- Exercise task -
Copy everything in the data below exactly except the pictures.

[Pointing dataset records]
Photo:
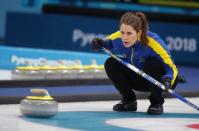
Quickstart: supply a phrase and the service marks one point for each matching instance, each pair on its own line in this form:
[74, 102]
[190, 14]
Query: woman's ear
[139, 34]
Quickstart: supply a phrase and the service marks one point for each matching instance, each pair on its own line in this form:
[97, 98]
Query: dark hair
[138, 21]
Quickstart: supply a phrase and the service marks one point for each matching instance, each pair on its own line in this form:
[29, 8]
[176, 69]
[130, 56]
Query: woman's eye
[129, 33]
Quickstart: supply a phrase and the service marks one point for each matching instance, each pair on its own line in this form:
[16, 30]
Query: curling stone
[40, 105]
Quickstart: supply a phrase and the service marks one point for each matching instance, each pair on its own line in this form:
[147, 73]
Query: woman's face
[129, 35]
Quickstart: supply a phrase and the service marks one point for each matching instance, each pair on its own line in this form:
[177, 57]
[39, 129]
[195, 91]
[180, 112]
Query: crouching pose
[145, 50]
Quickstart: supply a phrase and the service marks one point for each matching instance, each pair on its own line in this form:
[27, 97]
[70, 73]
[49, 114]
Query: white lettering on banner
[182, 44]
[84, 38]
[42, 61]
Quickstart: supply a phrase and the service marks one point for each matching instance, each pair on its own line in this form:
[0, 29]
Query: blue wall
[72, 32]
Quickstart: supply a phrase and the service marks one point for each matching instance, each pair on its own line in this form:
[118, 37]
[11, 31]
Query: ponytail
[144, 27]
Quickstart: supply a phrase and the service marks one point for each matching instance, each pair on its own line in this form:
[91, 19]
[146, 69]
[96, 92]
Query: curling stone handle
[40, 91]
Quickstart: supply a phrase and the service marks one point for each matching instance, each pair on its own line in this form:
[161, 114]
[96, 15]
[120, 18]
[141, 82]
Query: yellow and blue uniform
[138, 53]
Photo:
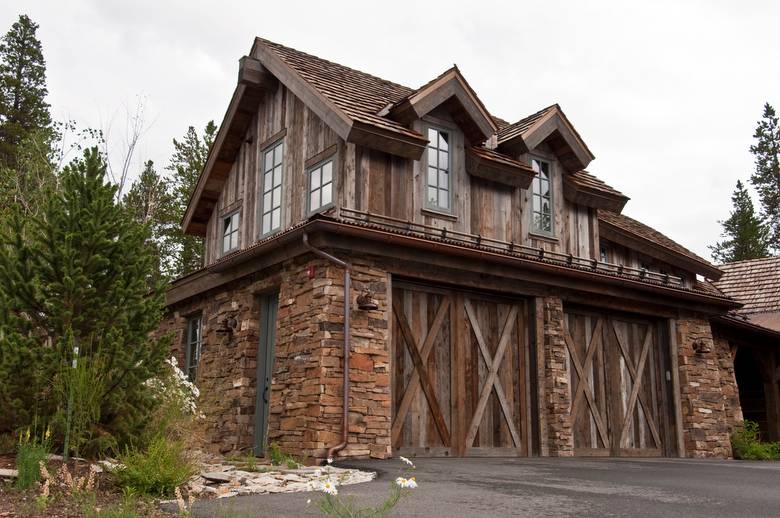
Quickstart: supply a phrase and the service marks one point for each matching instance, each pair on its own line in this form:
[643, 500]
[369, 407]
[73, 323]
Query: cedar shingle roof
[755, 283]
[587, 180]
[358, 94]
[650, 234]
[510, 131]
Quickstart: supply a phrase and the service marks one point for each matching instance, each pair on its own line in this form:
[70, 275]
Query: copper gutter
[346, 350]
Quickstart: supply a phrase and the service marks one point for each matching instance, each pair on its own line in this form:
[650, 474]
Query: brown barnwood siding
[305, 137]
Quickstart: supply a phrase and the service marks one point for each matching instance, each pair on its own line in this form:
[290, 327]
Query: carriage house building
[495, 299]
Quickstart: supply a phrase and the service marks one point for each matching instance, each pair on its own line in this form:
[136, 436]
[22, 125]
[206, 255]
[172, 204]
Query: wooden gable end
[554, 129]
[253, 81]
[451, 92]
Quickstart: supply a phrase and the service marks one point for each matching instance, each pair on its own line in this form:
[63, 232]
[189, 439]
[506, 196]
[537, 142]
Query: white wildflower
[328, 486]
[407, 461]
[406, 483]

- Result for this exercise -
Photo:
Quickstart: supply a phrase and the service marks one point for each matching instance, each pair on its own line in this form:
[74, 102]
[190, 14]
Query: woman's ear
[139, 34]
Quickstart: supply a phrase and the service marks one point for each matching instance, each pair on its own line in this form:
[97, 98]
Query: dark hair
[138, 21]
Quickstart: supply a phrase and the service marks one point for each matching instance, each pair on its own line in this form:
[29, 8]
[176, 69]
[130, 56]
Query: woman's eye
[129, 33]
Quickstart: supply a phrase and the service marks one point for each matching instance, each pair on its own line in this form:
[16, 30]
Query: curling stone
[40, 105]
Quickstart: supply a phrase and the service marks one point for each matching instance, each pair on its own line in this form:
[147, 73]
Query: woman's face
[129, 35]
Quickstart: supply a phrase and the service marks one point for each matching instance, each pair on its own line in this form:
[177, 57]
[39, 129]
[195, 91]
[180, 112]
Query: crouching pose
[145, 50]
Quickstart: supply a phrase and the service marks one point for each matching instance, each pair on its own line in this form:
[27, 97]
[70, 73]
[49, 114]
Query: white lettering on banner
[182, 44]
[84, 38]
[42, 61]
Quickstart: supply a phrase and the service marks one point for each matching instance, each pair on its own line in this form:
[0, 29]
Query: blue wall
[72, 32]
Quickstart: supply a phrase and the service marks one point for each matching instance, each pair on its own line in this form:
[118, 37]
[11, 31]
Query: ponytail
[144, 27]
Quickstart: supply a phrase and the service marks one point for each matching instance, each pair on its own line in this form:
[91, 19]
[146, 69]
[96, 92]
Query: curling stone handle
[40, 91]
Quickstart: supply a phrase and the service marks one point for each matching instance, each pair on its own line in this form:
[161, 114]
[96, 15]
[120, 18]
[141, 82]
Query: yellow and blue uniform
[138, 53]
Photo:
Quickstart: supply a phrase and the service marks one point for each matching instance, each pair on its own line in this form:
[643, 500]
[369, 407]
[73, 323]
Query: cedar shingle roof
[755, 283]
[587, 180]
[358, 94]
[650, 234]
[510, 131]
Quickstart: supply a phrase and the service marks one point for each matching instance, each pair on its own line in this form:
[70, 275]
Query: copper gutter
[346, 350]
Quickstart: supply a phrase and the service marks one point for each matching instance, each pair on its own line in this form:
[650, 474]
Query: brown barnwood siding
[305, 137]
Quickstart: supply a phrase and the service marks one point for each matching instance, each pair on its own line in this form:
[290, 327]
Query: carriage house building
[495, 299]
Quickstart: supply a phrase and the service marks one point for each matching instance, each pair on its own line in this form:
[136, 436]
[22, 125]
[206, 255]
[172, 204]
Query: wooden gable end
[554, 129]
[253, 81]
[451, 92]
Quickstart: supply a phrase and the service marks one point for each matching instance, each pair on its own line in this form:
[63, 232]
[189, 439]
[506, 196]
[537, 142]
Query: white wildflower
[328, 486]
[407, 461]
[406, 483]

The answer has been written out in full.